SBA

Information | Process | Technology

EU e-Privacy Directive

This website uses cookies to manage authentication, navigation, and other functions. By using our website, you agree that we can place these types of cookies on your device.

You have declined cookies. This decision can be reversed.

You have allowed cookies to be placed on your computer. This decision can be reversed.

Receiving You Loud and Clear

In 1982, early in my IT consulting career, a manufacturing client came to us to ask how microprocessor controls could be used to automate his machine shop lathes so that the operators could have both hands free to manipulate the tools and the object being shaped. The answer we came up with was voice control, using very new ultra-high tech dedicated audio-processing hardware which could store and recognise a vocabulary of twenty control words. Thirty-five years ago the idea of being able to talk to a computer was, for pretty much all of us, science fiction.

□ □ □ □ □ □ □

Objective A
In the source passage, rewrite the portion starting at "This website uses" and ending at "cookies. This decision can be reversed.", swapping "cookies" for "trackers".
Objective B
Answer these from the source passage:
(i) What does the website say it uses cookies to manage?
(ii) In what year did the manufacturing client approach the consultants?
(iii) How many control words could the audio-processing hardware store and recognize?
Objective C
Translate this sentence from the source passage into Spanish: "Thirty-five years ago the idea of being able to talk to a computer was, for pretty much all of us, science fiction."

Data block

□ □ □ □ □ □ □

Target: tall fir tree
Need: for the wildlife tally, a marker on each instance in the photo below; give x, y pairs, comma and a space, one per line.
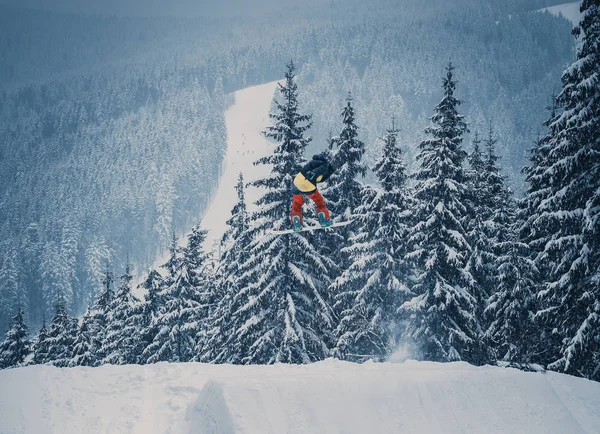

□ □ □ □ □ □ □

Exercise result A
This website uses trackers to manage authentication, navigation, and other functions. By using our website, you agree that we can place these types of trackers on your device.

You have declined trackers. This decision can be reversed.

Exercise result B
(i) Authentication, navigation, and other functions.
(ii) 1982.
(iii) Twenty.

Exercise result C
Hace treinta y cinco años, la idea de poder hablar con una computadora era, para prácticamente todos nosotros, ciencia ficción.